Exercise directions: Collect each line of the items below that contains the word "window", treating uppercase and lowercase as different.

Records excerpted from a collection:

Start

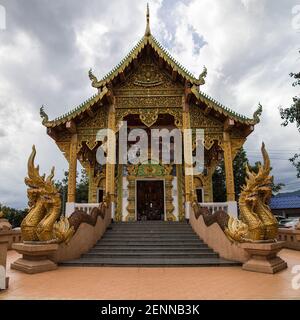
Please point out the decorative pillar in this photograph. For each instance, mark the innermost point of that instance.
(228, 167)
(111, 157)
(228, 160)
(188, 167)
(180, 187)
(72, 169)
(169, 198)
(119, 194)
(91, 183)
(208, 189)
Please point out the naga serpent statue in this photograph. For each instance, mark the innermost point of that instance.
(256, 222)
(44, 222)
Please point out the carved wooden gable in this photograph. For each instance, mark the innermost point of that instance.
(149, 86)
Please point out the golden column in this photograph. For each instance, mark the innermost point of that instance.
(91, 183)
(111, 153)
(228, 159)
(188, 164)
(72, 169)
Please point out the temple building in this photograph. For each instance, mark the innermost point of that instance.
(149, 89)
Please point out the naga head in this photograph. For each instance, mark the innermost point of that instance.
(258, 184)
(39, 186)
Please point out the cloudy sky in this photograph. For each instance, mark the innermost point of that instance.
(47, 47)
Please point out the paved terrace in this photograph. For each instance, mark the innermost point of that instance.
(153, 283)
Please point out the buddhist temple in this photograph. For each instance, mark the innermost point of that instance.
(149, 90)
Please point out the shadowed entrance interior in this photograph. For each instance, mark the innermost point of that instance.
(150, 200)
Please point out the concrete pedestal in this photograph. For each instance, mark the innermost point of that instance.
(4, 239)
(263, 257)
(35, 257)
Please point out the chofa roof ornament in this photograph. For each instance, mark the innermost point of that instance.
(148, 31)
(43, 115)
(202, 76)
(257, 113)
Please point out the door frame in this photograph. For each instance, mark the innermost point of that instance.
(136, 199)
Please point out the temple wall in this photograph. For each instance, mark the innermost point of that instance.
(215, 238)
(175, 198)
(124, 197)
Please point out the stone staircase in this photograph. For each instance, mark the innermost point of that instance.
(150, 243)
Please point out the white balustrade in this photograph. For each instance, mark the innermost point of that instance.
(228, 207)
(86, 207)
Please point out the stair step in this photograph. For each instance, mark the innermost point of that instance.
(154, 251)
(148, 262)
(150, 236)
(150, 247)
(154, 254)
(150, 243)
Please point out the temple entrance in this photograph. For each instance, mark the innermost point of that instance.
(150, 199)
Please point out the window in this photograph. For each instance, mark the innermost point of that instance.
(199, 195)
(100, 195)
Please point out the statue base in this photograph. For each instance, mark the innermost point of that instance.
(4, 240)
(35, 257)
(263, 257)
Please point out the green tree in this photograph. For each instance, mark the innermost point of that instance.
(14, 216)
(292, 115)
(239, 171)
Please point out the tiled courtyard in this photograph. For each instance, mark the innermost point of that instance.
(153, 283)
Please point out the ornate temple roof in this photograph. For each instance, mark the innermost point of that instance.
(149, 40)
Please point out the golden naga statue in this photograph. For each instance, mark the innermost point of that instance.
(41, 224)
(257, 221)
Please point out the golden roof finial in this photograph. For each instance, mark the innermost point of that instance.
(148, 32)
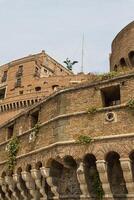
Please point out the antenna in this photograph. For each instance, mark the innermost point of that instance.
(82, 54)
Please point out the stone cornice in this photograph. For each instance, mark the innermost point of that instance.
(70, 142)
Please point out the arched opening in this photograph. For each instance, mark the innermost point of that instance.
(65, 178)
(115, 175)
(123, 63)
(37, 89)
(44, 183)
(22, 183)
(131, 58)
(115, 68)
(92, 177)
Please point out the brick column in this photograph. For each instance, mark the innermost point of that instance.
(4, 188)
(127, 173)
(11, 184)
(36, 175)
(102, 170)
(46, 174)
(82, 182)
(16, 178)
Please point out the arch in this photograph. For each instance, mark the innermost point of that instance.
(115, 174)
(92, 177)
(65, 178)
(38, 88)
(123, 62)
(69, 161)
(131, 58)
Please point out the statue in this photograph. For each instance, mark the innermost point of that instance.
(69, 63)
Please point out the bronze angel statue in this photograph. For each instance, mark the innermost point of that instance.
(69, 63)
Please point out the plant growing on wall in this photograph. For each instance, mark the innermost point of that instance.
(108, 75)
(13, 147)
(92, 110)
(98, 186)
(84, 139)
(130, 104)
(36, 128)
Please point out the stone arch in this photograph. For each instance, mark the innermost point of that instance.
(21, 181)
(64, 177)
(131, 58)
(123, 62)
(115, 174)
(92, 176)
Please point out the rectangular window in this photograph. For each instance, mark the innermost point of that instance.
(20, 71)
(34, 118)
(4, 77)
(10, 131)
(37, 72)
(2, 93)
(111, 96)
(18, 82)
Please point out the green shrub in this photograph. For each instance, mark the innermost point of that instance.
(130, 104)
(92, 110)
(108, 75)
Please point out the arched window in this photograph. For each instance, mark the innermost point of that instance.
(123, 62)
(131, 58)
(115, 174)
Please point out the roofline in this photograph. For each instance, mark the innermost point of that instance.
(81, 86)
(32, 57)
(122, 31)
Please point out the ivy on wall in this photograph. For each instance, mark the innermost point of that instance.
(12, 149)
(84, 139)
(130, 104)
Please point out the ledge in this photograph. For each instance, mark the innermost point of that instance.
(95, 139)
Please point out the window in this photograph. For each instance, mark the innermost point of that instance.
(111, 96)
(4, 77)
(115, 68)
(131, 58)
(34, 118)
(2, 93)
(18, 82)
(20, 71)
(37, 88)
(10, 131)
(37, 72)
(123, 62)
(21, 92)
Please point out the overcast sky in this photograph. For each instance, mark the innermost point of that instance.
(57, 26)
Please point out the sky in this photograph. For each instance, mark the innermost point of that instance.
(57, 26)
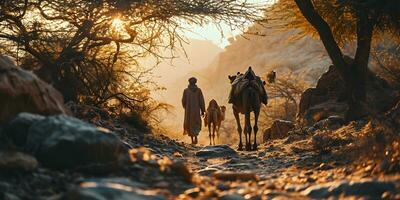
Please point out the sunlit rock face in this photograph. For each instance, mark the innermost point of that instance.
(64, 142)
(22, 91)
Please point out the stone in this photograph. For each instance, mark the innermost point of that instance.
(17, 162)
(22, 91)
(64, 142)
(331, 123)
(233, 176)
(207, 171)
(366, 188)
(216, 151)
(231, 196)
(329, 97)
(278, 130)
(110, 189)
(17, 129)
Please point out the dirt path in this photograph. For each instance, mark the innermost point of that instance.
(282, 169)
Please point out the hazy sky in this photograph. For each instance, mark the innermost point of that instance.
(211, 32)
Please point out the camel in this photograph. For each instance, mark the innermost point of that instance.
(214, 115)
(248, 100)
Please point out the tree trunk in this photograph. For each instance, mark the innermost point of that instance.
(357, 90)
(355, 73)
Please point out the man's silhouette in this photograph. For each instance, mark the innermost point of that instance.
(193, 103)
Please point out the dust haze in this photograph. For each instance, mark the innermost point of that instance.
(211, 65)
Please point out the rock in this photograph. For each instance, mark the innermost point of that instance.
(331, 123)
(8, 196)
(207, 171)
(323, 111)
(394, 114)
(367, 188)
(179, 168)
(22, 91)
(64, 142)
(233, 176)
(216, 151)
(110, 189)
(328, 98)
(193, 192)
(17, 161)
(278, 130)
(233, 196)
(17, 129)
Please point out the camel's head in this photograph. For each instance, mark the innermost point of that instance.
(223, 109)
(232, 78)
(271, 76)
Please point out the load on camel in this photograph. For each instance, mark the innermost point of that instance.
(246, 95)
(215, 115)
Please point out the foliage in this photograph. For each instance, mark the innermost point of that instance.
(386, 60)
(284, 95)
(90, 50)
(341, 17)
(338, 23)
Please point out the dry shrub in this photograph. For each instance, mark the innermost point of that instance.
(379, 142)
(375, 143)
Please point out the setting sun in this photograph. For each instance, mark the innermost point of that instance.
(117, 25)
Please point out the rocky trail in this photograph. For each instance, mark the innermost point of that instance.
(78, 152)
(160, 168)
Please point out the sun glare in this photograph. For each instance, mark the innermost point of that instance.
(118, 25)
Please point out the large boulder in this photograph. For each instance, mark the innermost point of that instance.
(63, 142)
(22, 91)
(16, 162)
(17, 129)
(278, 130)
(371, 189)
(328, 98)
(216, 151)
(111, 189)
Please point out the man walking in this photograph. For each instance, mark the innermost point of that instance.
(193, 103)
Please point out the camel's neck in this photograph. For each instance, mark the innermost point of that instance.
(223, 115)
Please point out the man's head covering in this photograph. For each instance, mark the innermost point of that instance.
(192, 80)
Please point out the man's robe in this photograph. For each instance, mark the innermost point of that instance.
(193, 103)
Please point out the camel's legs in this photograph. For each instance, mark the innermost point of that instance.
(209, 131)
(247, 130)
(239, 129)
(214, 129)
(255, 128)
(218, 126)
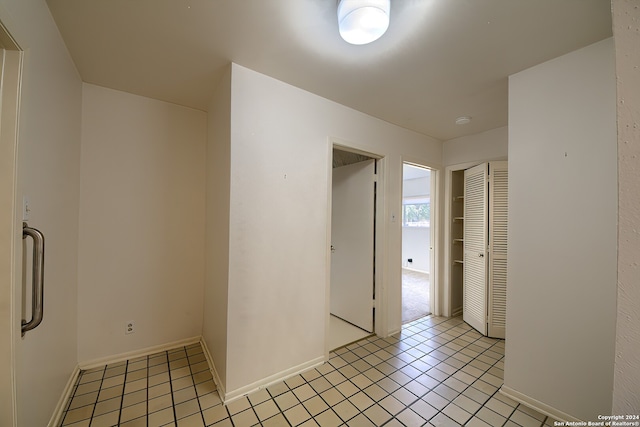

End

Written answer:
Please point out the window in this photograph. For each instance, mark the innermost point of that instance.
Please point out the rectangular window in this photograph. For each instance, mark the innermost point of that instance.
Please point out the arched window in this photograph. For each instance, mark the innermost point of that instance.
Please point out the window in this photograph. For each instance, mark the innermost point of that instance.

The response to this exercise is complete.